Print them exactly: the lines from the beginning of the entries below through the line that contains "Place a marker on every instance of the man", and only those, with the pictures left out.

(Natural-language object grounding data)
=== Section Start ===
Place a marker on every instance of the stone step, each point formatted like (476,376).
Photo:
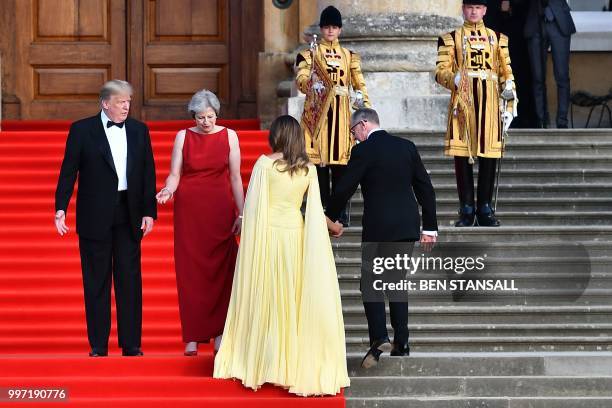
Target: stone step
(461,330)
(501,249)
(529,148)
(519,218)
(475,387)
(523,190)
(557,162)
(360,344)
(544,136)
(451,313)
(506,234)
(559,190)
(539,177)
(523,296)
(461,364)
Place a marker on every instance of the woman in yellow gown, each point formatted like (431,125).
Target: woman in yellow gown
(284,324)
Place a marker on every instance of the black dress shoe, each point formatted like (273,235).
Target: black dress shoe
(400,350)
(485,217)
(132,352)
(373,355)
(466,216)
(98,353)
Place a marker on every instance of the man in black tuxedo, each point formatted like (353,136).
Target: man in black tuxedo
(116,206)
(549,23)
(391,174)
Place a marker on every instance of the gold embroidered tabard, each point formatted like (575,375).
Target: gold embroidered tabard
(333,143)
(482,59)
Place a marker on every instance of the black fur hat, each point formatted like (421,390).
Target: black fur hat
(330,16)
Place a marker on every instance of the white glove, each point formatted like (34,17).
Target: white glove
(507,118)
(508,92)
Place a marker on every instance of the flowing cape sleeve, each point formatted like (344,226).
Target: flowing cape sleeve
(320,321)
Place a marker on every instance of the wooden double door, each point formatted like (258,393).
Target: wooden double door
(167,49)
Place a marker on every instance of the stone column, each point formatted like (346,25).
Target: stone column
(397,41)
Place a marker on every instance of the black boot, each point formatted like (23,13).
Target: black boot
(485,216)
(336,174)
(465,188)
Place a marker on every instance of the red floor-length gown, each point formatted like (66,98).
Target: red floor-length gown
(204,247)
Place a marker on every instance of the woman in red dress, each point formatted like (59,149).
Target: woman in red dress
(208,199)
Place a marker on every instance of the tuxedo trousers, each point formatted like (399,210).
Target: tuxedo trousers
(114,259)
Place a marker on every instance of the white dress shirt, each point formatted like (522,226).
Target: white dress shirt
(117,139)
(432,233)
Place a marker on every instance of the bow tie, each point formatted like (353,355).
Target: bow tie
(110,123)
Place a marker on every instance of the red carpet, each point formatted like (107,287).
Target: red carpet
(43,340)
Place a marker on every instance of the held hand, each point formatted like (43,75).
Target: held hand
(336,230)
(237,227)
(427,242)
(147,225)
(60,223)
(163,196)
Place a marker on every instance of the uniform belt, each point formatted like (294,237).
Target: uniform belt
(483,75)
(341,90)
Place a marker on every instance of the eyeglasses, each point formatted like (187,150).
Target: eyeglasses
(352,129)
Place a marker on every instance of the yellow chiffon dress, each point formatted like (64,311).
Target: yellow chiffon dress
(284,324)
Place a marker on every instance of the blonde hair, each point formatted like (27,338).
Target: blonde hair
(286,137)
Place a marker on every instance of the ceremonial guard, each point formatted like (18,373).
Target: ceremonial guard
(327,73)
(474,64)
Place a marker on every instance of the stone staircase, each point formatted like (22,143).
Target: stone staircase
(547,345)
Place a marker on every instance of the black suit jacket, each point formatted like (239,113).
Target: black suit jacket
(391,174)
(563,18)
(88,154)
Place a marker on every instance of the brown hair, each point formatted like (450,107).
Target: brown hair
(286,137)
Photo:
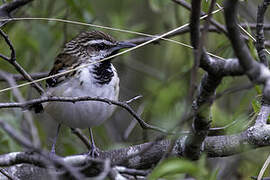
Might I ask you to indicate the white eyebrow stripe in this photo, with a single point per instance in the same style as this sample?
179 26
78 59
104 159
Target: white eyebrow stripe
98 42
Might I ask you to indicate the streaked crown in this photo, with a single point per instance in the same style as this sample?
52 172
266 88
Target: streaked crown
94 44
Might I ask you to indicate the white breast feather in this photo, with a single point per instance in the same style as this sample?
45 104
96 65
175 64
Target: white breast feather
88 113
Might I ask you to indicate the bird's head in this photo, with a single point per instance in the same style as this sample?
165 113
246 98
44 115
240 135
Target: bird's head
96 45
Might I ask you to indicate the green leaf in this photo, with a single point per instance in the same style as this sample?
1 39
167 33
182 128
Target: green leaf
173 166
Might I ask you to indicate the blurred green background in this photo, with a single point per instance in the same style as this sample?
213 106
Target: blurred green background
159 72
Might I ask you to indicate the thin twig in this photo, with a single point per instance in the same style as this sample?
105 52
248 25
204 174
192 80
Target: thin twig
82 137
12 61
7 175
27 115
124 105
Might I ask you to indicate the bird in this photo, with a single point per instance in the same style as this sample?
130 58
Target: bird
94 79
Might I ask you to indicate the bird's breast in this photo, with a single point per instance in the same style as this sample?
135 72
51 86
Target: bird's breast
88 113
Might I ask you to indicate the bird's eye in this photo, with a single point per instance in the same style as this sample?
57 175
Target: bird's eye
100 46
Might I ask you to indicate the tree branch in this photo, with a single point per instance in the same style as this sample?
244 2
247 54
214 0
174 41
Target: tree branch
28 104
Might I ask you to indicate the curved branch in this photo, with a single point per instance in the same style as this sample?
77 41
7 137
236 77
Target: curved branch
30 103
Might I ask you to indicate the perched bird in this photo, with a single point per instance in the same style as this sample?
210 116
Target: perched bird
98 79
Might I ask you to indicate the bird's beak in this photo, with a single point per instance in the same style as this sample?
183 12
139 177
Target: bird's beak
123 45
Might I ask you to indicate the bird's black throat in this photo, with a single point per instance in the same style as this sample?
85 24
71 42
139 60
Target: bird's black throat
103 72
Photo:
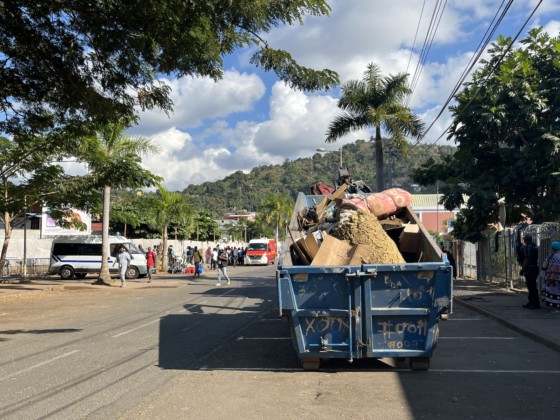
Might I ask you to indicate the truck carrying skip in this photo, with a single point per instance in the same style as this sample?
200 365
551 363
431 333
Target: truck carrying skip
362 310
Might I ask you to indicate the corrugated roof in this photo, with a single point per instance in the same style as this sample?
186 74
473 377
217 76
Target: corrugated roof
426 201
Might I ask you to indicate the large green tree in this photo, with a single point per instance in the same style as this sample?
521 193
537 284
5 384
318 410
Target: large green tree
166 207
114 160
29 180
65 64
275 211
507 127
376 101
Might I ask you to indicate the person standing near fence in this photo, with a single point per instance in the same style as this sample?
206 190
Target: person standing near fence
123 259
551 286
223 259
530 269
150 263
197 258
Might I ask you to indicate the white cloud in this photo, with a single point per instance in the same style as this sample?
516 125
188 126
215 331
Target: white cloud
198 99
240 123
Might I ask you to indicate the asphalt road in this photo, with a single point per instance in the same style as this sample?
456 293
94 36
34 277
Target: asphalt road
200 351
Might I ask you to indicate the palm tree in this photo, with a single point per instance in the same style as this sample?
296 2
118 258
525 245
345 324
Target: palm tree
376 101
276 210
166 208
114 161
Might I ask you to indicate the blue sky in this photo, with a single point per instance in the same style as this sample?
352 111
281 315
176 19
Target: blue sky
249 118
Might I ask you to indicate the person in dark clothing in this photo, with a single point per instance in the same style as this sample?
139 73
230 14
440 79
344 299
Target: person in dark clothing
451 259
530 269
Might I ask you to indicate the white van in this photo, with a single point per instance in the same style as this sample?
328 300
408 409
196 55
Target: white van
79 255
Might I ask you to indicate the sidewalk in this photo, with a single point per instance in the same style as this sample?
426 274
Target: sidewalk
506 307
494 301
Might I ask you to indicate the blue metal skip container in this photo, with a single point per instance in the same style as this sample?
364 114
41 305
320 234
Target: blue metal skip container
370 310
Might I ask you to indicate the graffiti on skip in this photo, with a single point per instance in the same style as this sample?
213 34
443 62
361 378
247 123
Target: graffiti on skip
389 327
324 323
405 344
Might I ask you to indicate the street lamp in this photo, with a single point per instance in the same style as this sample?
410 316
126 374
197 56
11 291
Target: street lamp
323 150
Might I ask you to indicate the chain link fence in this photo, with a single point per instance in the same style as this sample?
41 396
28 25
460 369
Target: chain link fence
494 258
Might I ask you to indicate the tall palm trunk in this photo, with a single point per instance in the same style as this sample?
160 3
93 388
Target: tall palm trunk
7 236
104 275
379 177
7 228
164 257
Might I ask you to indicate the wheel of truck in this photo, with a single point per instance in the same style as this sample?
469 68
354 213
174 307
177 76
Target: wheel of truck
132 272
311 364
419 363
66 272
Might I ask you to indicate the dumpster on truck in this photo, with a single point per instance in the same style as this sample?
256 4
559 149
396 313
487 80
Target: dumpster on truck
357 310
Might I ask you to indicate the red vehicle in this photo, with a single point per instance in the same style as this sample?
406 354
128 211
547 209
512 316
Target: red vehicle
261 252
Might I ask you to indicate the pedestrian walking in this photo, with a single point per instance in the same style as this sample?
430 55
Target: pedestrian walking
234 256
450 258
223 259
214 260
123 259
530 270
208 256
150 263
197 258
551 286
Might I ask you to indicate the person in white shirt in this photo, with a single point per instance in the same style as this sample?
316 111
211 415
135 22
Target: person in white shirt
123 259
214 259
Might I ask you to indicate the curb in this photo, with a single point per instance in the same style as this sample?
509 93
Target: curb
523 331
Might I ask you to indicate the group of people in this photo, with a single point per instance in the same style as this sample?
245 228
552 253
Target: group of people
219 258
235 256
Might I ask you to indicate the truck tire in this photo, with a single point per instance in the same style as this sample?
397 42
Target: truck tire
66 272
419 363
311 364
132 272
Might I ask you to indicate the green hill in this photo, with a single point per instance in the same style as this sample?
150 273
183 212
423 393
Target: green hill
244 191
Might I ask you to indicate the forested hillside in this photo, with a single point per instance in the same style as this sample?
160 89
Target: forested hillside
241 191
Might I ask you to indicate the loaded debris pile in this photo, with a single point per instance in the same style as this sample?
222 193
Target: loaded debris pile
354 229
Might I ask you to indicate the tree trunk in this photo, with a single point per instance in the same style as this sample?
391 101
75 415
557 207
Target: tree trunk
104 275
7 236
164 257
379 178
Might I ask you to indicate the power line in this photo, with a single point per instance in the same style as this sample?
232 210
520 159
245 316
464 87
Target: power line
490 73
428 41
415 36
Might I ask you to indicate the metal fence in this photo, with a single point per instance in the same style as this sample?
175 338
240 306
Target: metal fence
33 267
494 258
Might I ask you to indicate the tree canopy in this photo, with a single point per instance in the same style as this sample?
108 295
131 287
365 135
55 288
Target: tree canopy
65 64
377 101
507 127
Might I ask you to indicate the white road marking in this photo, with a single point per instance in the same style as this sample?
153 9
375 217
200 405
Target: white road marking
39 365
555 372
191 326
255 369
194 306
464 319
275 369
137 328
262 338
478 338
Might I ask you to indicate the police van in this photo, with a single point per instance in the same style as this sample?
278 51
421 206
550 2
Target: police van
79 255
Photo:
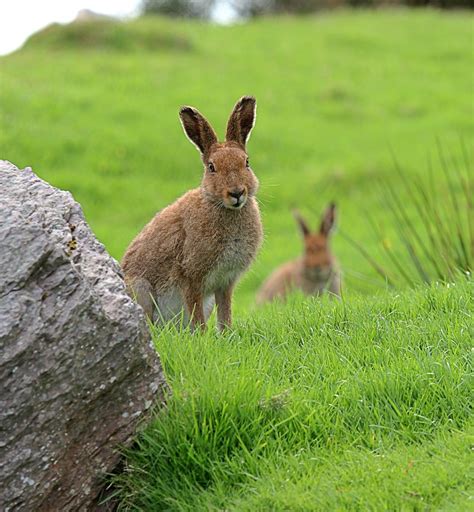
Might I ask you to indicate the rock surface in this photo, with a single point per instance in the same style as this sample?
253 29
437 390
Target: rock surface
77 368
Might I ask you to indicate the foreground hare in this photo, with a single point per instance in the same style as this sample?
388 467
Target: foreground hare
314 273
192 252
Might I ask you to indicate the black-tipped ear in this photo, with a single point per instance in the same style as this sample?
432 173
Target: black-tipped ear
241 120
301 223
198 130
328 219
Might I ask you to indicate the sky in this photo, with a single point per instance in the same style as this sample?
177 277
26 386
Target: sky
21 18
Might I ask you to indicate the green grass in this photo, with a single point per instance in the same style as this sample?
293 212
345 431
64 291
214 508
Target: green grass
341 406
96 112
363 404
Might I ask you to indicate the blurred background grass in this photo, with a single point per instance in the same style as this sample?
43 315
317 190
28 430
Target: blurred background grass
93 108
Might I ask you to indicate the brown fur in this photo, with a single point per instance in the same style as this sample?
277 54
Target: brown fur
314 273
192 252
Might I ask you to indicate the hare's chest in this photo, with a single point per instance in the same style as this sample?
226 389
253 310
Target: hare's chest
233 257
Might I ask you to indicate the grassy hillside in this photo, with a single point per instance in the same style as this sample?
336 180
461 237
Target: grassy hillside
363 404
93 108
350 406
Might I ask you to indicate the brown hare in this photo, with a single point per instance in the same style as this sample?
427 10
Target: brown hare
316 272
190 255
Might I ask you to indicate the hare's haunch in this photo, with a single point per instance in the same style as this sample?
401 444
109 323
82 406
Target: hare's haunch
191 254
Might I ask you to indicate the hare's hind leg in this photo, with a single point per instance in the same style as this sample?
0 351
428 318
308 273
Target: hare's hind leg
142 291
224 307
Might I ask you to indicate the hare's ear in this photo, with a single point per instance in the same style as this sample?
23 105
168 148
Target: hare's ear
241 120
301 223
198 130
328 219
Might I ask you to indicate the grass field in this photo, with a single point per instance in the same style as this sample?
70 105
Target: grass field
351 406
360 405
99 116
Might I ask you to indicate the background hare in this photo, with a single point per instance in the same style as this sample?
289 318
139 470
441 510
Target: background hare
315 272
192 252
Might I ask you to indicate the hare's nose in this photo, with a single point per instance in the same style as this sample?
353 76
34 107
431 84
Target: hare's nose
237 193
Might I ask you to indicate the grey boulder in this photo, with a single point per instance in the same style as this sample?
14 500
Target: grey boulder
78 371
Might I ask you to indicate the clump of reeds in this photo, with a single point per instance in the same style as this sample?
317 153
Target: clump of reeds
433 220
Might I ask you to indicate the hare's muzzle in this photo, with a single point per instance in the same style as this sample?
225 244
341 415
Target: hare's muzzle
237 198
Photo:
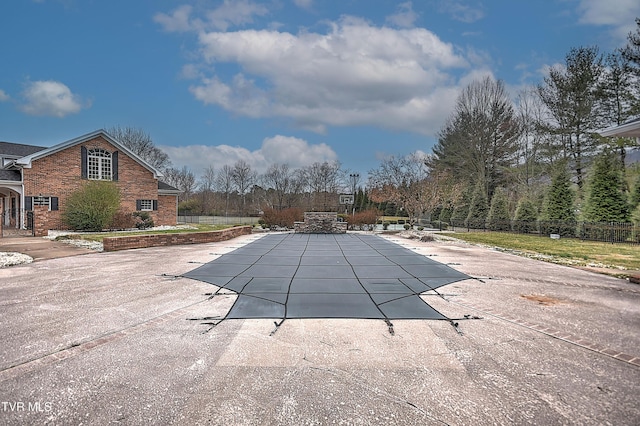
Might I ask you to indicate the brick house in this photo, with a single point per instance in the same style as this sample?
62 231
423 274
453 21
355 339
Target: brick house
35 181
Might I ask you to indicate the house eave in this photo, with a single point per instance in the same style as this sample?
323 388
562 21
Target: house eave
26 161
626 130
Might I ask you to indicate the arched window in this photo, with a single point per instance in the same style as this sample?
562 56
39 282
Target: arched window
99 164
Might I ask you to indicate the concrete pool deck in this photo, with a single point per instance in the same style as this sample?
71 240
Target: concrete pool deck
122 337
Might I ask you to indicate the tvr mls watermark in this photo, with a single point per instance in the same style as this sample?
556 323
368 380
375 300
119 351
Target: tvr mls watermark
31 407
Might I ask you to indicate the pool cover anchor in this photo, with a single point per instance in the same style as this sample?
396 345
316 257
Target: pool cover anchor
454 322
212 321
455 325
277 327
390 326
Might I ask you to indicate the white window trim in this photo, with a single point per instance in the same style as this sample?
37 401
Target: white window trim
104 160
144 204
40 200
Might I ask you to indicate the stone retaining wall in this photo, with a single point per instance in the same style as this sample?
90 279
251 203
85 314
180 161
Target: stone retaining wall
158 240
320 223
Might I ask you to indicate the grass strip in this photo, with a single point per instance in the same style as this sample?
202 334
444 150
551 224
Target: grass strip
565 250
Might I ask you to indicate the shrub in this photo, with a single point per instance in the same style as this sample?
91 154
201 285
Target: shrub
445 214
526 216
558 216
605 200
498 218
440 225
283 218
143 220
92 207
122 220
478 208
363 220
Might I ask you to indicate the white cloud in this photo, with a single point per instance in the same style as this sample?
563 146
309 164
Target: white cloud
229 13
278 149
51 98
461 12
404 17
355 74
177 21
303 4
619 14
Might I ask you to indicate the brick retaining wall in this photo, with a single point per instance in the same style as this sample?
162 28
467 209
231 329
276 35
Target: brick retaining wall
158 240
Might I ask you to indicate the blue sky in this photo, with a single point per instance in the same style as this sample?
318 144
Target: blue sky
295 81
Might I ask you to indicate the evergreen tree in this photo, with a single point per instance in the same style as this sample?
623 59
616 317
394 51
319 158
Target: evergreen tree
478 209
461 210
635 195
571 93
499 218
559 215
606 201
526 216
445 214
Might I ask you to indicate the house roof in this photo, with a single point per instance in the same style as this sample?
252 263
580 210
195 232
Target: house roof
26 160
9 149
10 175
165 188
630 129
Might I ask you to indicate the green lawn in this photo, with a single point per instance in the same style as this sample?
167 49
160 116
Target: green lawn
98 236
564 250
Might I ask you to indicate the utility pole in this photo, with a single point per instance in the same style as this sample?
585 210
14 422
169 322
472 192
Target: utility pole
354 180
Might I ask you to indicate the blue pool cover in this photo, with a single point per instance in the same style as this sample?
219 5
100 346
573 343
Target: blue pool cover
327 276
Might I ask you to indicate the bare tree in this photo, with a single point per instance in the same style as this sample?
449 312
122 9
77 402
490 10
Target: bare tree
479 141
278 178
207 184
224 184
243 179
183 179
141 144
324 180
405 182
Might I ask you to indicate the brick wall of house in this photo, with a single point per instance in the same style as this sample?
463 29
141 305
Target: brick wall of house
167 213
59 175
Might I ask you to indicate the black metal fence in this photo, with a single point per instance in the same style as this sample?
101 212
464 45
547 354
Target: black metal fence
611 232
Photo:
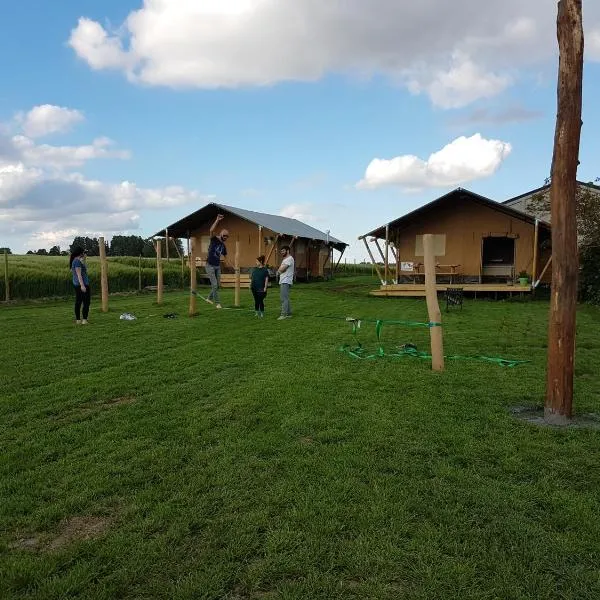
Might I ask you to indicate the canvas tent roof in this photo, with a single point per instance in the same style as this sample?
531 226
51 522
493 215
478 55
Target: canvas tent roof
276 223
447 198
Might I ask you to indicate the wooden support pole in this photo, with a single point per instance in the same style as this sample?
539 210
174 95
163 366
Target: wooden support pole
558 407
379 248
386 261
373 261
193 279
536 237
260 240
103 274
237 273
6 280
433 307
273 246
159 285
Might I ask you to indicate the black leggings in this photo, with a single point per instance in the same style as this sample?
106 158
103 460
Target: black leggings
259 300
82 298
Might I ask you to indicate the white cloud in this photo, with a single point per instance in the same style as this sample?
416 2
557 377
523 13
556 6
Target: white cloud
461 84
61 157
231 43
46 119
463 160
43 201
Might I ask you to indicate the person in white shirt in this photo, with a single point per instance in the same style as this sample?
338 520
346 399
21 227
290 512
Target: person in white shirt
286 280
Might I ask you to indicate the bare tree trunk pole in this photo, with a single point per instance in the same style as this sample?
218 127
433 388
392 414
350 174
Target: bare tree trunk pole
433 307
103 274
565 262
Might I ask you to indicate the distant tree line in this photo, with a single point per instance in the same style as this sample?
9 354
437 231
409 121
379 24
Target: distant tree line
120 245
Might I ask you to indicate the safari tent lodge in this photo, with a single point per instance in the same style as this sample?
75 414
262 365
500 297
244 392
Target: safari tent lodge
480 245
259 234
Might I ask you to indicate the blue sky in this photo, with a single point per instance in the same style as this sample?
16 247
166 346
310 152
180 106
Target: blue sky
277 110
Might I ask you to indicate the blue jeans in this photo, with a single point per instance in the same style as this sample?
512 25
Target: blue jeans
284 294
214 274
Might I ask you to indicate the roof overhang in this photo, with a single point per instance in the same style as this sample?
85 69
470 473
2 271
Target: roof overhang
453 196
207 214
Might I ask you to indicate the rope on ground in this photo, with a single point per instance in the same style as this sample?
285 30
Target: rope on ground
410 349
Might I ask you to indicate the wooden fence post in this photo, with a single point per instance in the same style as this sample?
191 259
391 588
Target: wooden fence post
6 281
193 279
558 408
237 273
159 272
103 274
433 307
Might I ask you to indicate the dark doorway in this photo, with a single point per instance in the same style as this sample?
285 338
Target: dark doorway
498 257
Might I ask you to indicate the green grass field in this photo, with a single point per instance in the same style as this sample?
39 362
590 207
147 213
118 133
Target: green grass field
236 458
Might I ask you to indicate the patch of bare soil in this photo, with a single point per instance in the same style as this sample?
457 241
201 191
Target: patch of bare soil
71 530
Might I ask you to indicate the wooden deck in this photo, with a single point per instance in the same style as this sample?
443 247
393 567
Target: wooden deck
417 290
=== Section End ===
◆ WRITTEN REPLY
Place a marker on every instance of the stone step, each point formatted like (476,376).
Photo:
Target: stone step
(461,330)
(501,249)
(529,148)
(519,218)
(475,387)
(523,190)
(557,162)
(360,344)
(544,136)
(451,313)
(506,234)
(559,190)
(539,177)
(523,296)
(461,364)
Place a marker on every instance of the woman in yellow gown, each point formatted like (431,125).
Target: woman in yellow gown
(284,324)
Place a marker on every instance of the black dress shoe, each point formatted like (273,235).
Target: black dress shoe
(400,350)
(485,217)
(132,352)
(373,355)
(466,216)
(98,353)
Place a marker on every instance of the man in black tuxedo, each point formatted like (353,136).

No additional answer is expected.